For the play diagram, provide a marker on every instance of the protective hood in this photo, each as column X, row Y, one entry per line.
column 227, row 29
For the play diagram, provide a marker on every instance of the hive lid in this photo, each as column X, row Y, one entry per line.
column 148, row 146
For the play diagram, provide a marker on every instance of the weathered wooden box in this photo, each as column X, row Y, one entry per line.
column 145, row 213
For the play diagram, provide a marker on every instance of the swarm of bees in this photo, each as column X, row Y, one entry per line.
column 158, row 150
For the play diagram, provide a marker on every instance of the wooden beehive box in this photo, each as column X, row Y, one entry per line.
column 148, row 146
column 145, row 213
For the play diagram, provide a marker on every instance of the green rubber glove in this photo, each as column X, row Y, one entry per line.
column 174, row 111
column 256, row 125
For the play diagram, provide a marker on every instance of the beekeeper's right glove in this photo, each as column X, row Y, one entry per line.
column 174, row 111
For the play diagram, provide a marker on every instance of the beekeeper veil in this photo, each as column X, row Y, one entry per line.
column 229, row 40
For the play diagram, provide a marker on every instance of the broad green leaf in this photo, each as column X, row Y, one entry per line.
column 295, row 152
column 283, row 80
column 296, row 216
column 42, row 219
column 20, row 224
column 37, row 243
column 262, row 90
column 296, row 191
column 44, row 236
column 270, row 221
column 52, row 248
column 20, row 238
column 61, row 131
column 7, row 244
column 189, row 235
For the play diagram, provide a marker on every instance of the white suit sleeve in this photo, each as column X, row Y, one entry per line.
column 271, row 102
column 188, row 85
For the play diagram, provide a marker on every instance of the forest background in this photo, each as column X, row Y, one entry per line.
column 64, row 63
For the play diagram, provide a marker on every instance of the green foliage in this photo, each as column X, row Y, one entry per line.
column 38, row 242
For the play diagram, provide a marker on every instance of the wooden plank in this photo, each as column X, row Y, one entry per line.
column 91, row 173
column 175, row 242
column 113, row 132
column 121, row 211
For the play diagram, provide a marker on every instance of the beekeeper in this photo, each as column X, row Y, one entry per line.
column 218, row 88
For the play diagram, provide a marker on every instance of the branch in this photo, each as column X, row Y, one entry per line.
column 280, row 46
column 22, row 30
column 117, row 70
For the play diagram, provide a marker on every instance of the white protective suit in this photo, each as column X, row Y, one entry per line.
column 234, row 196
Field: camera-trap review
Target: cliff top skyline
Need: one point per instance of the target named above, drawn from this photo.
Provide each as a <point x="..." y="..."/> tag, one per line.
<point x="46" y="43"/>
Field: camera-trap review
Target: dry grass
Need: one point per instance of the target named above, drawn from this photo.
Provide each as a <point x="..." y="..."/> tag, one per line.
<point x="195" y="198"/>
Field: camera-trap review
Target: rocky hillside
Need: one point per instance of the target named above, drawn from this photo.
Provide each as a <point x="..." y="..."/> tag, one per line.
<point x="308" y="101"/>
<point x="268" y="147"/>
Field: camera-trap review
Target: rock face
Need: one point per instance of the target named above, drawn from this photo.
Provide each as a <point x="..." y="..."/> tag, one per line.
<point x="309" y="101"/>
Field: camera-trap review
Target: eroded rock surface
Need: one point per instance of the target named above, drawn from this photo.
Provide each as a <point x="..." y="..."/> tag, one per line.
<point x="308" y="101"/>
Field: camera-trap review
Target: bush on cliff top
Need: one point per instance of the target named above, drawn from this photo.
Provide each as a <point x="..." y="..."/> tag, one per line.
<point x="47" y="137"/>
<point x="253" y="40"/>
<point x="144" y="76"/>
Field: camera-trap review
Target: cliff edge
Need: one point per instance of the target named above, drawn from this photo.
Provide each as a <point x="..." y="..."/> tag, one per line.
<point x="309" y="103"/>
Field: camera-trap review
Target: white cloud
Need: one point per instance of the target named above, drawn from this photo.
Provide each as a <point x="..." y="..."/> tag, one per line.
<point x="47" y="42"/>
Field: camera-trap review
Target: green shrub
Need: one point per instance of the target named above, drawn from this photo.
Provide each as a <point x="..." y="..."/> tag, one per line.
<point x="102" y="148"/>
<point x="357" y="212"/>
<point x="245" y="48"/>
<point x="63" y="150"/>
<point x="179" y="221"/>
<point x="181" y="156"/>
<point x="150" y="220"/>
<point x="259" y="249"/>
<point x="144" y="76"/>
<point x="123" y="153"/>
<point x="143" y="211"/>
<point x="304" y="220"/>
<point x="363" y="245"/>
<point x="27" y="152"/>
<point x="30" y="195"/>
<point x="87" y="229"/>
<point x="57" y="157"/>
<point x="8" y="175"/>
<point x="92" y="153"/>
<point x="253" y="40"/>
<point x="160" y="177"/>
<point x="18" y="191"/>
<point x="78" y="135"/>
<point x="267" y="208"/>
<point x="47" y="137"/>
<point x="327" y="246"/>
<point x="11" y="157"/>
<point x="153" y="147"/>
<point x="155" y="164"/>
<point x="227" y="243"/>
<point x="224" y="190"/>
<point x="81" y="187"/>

──────

§ Directions
Copy every line of the listing above exactly.

§ Final answer
For the play diagram, provide a marker on every instance of the protective hood in this photo, each as column X, row Y, one entry per line.
column 227, row 29
For the play diagram, provide a marker on every instance of the hive lid in this photo, each as column X, row Y, one entry per line.
column 148, row 146
For the play diagram, provide a marker on every instance of the weathered wooden box in this photo, each as column X, row Y, one entry per line.
column 145, row 213
For the play diagram, provide a marker on every instance of the swarm of bees in this photo, each as column X, row Y, one entry per line.
column 158, row 150
For the play diagram, provide a marker on every instance of the wooden beehive box in this photo, each as column X, row Y, one entry per line.
column 148, row 146
column 145, row 213
For the play diagram, provide a marker on every instance of the green rubber glove in this photo, each as column X, row Y, one entry per line.
column 174, row 111
column 256, row 125
For the play diagram, provide a marker on every instance of the beekeeper's right glove in this photo, each as column X, row Y, one entry per line.
column 174, row 111
For the play diagram, provide a marker on every instance of the beekeeper veil in this photo, each as column X, row Y, one entry per line.
column 229, row 40
For the play diagram, provide a marker on every instance of the broad green leaf in this photo, each as column X, row Y, one entry per line.
column 295, row 152
column 283, row 80
column 296, row 216
column 42, row 219
column 20, row 224
column 37, row 243
column 262, row 90
column 296, row 191
column 44, row 236
column 270, row 221
column 52, row 248
column 20, row 238
column 61, row 131
column 7, row 244
column 189, row 235
For the play diagram, provide a marker on every instance of the white suit sleeve in this photo, each as column X, row Y, one entry per line.
column 271, row 102
column 188, row 85
For the play diagram, provide a marker on every instance of the forest background in this photo, each as column X, row Y, one entry per line.
column 64, row 63
For the play diagram, provide a marker on every instance of the green foliage in this photo, each as column X, row Y, one entry per line.
column 38, row 242
For the play diagram, provide a marker on every instance of the wooden plank in this photo, each as column X, row Y, one entry per line.
column 91, row 173
column 175, row 242
column 113, row 132
column 121, row 211
For the play diagram, provide a marker on every instance of the beekeeper in this photo, each as column X, row Y, one entry per line.
column 218, row 88
For the play diagram, provide a marker on every instance of the branch in this photo, each as column X, row Y, one entry per line.
column 280, row 46
column 22, row 30
column 117, row 70
For the play diagram, provide a marker on every instance of the white protective suit in this photo, each as column X, row Y, one entry per line.
column 234, row 196
Field: camera-trap review
Target: cliff top skyline
Need: one point per instance of the target named above, drawn from this photo.
Provide each as a <point x="..." y="..."/> tag, one per line.
<point x="46" y="43"/>
Field: camera-trap review
Target: dry grass
Need: one point per instance of the target named above, drawn from this photo.
Provide each as a <point x="..." y="..."/> tag, one per line.
<point x="195" y="198"/>
Field: camera-trap review
Target: rocky hillside
Need: one point per instance of the target named above, drawn from this photo.
Provide each as a <point x="..." y="..."/> tag, one per line.
<point x="308" y="101"/>
<point x="268" y="147"/>
Field: camera-trap review
Target: rock face
Need: one point per instance of the target named above, drawn from this photo.
Provide each as a <point x="..." y="..."/> tag, one per line.
<point x="309" y="101"/>
Field: camera-trap review
Target: eroded rock surface
Need: one point per instance of the target named above, drawn from this photo.
Provide each as a <point x="..." y="..."/> tag, one per line.
<point x="308" y="101"/>
Field: camera-trap review
Target: bush on cliff top
Need: one point per instance of the target named above, drawn from this photo.
Provide each as a <point x="..." y="..."/> tag, one per line.
<point x="47" y="137"/>
<point x="253" y="40"/>
<point x="144" y="76"/>
Field: camera-trap review
Target: cliff edge
Need: one point per instance of the target named above, drawn from this photo.
Provide each as a <point x="..." y="..."/> tag, one per line.
<point x="309" y="103"/>
Field: camera-trap review
Target: white cloud
Need: one point per instance of the target named above, drawn from this photo.
Provide each as a <point x="..." y="..."/> tag, one per line.
<point x="47" y="42"/>
Field: camera-trap review
Target: green shrub
Need: one point per instance of the target named above, drawn from this photo.
Provide each as a <point x="..." y="..."/> tag, one per line.
<point x="102" y="148"/>
<point x="357" y="212"/>
<point x="245" y="48"/>
<point x="63" y="150"/>
<point x="179" y="221"/>
<point x="181" y="156"/>
<point x="150" y="220"/>
<point x="259" y="249"/>
<point x="144" y="76"/>
<point x="123" y="153"/>
<point x="143" y="211"/>
<point x="304" y="220"/>
<point x="363" y="245"/>
<point x="27" y="152"/>
<point x="30" y="195"/>
<point x="87" y="229"/>
<point x="57" y="157"/>
<point x="8" y="175"/>
<point x="92" y="153"/>
<point x="253" y="40"/>
<point x="160" y="177"/>
<point x="18" y="191"/>
<point x="78" y="135"/>
<point x="267" y="208"/>
<point x="47" y="137"/>
<point x="327" y="246"/>
<point x="11" y="157"/>
<point x="153" y="147"/>
<point x="155" y="164"/>
<point x="227" y="243"/>
<point x="224" y="190"/>
<point x="81" y="187"/>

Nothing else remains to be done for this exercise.